__AVAILABLE RECORDS__:
--------------------------------------------------

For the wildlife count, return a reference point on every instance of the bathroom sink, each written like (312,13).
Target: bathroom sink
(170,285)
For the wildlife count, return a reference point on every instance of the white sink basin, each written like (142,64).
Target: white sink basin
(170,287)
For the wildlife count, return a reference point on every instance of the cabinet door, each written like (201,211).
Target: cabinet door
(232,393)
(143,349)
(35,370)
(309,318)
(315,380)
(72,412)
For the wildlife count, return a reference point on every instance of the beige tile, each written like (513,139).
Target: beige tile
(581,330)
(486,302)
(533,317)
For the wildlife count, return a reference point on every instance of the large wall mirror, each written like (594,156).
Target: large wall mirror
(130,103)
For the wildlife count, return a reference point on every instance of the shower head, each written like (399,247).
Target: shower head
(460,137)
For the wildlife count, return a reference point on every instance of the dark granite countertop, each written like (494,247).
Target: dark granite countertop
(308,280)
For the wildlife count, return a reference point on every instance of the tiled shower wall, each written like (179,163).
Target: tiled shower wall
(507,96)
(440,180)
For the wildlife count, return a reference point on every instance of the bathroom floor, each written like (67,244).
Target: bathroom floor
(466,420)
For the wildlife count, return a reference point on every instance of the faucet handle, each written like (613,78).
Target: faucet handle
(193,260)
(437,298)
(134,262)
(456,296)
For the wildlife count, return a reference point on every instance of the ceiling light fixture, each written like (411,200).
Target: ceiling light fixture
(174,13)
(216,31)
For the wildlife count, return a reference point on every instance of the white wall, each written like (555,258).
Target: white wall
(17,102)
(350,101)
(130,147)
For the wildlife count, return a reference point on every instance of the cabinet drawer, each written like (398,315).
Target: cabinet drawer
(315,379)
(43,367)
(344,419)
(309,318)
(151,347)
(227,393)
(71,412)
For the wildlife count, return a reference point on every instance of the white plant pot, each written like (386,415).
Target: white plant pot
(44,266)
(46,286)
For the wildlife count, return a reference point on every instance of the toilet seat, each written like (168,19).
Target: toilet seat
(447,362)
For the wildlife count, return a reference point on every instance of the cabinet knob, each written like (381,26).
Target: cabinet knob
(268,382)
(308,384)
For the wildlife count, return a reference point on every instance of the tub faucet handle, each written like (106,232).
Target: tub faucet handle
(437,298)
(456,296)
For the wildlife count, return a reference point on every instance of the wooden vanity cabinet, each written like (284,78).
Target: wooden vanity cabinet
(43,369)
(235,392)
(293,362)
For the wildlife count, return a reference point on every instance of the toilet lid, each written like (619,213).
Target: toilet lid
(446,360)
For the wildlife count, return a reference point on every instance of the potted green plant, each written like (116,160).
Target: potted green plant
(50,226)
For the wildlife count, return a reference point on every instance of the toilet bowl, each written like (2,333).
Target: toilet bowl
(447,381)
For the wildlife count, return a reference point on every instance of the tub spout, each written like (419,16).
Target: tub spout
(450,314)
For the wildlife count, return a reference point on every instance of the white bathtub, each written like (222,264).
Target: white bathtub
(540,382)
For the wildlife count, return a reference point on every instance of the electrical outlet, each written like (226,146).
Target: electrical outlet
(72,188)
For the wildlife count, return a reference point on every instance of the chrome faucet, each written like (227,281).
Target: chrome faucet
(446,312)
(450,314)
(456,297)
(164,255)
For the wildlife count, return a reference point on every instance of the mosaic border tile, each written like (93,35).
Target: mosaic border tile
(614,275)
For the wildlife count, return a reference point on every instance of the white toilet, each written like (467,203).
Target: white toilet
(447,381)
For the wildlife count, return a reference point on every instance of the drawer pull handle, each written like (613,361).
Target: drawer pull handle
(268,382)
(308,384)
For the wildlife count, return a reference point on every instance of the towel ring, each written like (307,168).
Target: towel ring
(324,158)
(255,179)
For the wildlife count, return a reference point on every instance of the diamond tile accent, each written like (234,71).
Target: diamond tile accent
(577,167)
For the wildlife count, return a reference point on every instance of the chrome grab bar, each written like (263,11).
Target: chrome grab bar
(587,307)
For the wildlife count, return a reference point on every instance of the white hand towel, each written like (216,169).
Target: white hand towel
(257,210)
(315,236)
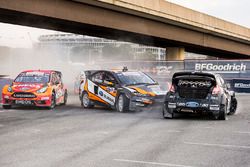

--------------------------------------------------

__EXERCISE AIM__: Which lines of the material contain the string "accent"? Copy each one in full.

__WORKED ANSWER__:
For the wildlife count, return a reference point on every instance of the diamond tile accent, each written like (234,71).
Target: diamond tile accent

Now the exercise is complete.